*** Exercise materials ***

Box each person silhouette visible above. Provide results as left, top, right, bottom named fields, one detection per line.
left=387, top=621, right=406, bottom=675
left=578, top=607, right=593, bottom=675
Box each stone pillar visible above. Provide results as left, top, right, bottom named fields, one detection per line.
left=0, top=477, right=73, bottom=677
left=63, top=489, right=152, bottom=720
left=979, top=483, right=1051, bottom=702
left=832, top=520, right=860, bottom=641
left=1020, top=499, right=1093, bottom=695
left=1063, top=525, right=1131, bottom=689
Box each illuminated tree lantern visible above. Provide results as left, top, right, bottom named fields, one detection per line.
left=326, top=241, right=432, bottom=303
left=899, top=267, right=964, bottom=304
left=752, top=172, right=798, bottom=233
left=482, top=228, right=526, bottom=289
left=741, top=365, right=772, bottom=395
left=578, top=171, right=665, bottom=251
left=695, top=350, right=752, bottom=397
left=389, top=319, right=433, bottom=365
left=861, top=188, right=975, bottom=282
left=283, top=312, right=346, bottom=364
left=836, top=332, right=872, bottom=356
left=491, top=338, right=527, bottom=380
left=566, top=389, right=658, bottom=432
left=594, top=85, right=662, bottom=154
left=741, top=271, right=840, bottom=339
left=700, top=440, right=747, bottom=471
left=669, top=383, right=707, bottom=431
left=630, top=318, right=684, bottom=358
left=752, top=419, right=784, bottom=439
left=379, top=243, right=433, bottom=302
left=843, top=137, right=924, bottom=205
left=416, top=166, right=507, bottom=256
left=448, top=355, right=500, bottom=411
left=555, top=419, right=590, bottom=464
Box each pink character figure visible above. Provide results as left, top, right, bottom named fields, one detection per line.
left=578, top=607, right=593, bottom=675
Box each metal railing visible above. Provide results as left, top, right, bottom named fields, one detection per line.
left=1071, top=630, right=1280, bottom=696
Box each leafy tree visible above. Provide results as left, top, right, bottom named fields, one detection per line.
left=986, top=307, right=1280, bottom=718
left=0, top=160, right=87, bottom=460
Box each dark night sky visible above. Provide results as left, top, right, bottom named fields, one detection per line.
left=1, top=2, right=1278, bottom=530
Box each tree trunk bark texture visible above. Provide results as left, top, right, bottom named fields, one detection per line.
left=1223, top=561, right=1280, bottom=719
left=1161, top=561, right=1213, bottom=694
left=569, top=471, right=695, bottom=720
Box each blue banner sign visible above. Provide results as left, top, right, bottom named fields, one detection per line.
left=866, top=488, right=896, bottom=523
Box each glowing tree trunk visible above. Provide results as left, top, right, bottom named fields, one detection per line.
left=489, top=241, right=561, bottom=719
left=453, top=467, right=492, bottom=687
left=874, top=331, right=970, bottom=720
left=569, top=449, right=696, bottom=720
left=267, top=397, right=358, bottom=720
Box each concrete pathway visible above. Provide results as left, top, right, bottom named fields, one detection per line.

***

__Activity__.
Write out the entries above word for word.

__Final answer__.
Box each person silhouette visible above. Provide results as left, top, right, bottom named fields, one detection per line.
left=387, top=621, right=406, bottom=675
left=578, top=607, right=593, bottom=675
Box each stone pillar visible above. Provide results as left, top, right, bottom named fields, one detection per line.
left=0, top=477, right=73, bottom=677
left=63, top=489, right=152, bottom=720
left=979, top=483, right=1051, bottom=702
left=832, top=520, right=860, bottom=641
left=1020, top=499, right=1093, bottom=695
left=1063, top=525, right=1131, bottom=689
Box each illuminated tree lantern visible above. Provide results as left, top, right, bottom named fields, one detection per line.
left=326, top=241, right=432, bottom=303
left=899, top=267, right=964, bottom=304
left=752, top=172, right=798, bottom=233
left=482, top=228, right=526, bottom=289
left=741, top=365, right=772, bottom=395
left=578, top=171, right=665, bottom=251
left=695, top=350, right=752, bottom=397
left=389, top=319, right=433, bottom=365
left=861, top=188, right=975, bottom=282
left=283, top=312, right=346, bottom=364
left=836, top=332, right=872, bottom=356
left=491, top=338, right=527, bottom=380
left=566, top=389, right=658, bottom=432
left=594, top=85, right=662, bottom=154
left=741, top=271, right=840, bottom=339
left=700, top=440, right=747, bottom=471
left=669, top=383, right=707, bottom=431
left=630, top=318, right=684, bottom=358
left=752, top=419, right=784, bottom=439
left=379, top=243, right=433, bottom=302
left=843, top=137, right=924, bottom=205
left=416, top=166, right=507, bottom=256
left=448, top=355, right=500, bottom=411
left=555, top=419, right=590, bottom=464
Box each pink character figure visible above. Provide results as left, top, right, bottom named fields, one detection per line.
left=578, top=607, right=593, bottom=675
Box each metal railing visible above. Provide results as left, top, right, bottom named fields, one detection per line.
left=1071, top=630, right=1280, bottom=696
Box each leafy tree visible above. Provide results as left, top, right, bottom named fields, one detection per line.
left=986, top=307, right=1280, bottom=718
left=0, top=160, right=87, bottom=460
Box each dark night sky visible above. Provide results as left, top, right, bottom named fields, one detection per line.
left=1, top=2, right=1278, bottom=530
Box each tree trunk bark texture visible above. Provide results as left, top, right, bottom named fields, one detection per line.
left=1223, top=561, right=1280, bottom=719
left=1161, top=561, right=1213, bottom=694
left=569, top=471, right=695, bottom=720
Box each blue banner sign visible above. Provide results as left, top, right, bottom named fields, one detection per line.
left=866, top=488, right=896, bottom=523
Box each glowing tree trunk visible above. Provide results as left, top, right, bottom named fields, one detection per line.
left=489, top=241, right=561, bottom=719
left=453, top=467, right=492, bottom=687
left=874, top=331, right=970, bottom=720
left=569, top=449, right=696, bottom=720
left=267, top=397, right=358, bottom=720
Box each concrete pathway visible above. Provide results as left, top, right, bottom named fields, one detection per line.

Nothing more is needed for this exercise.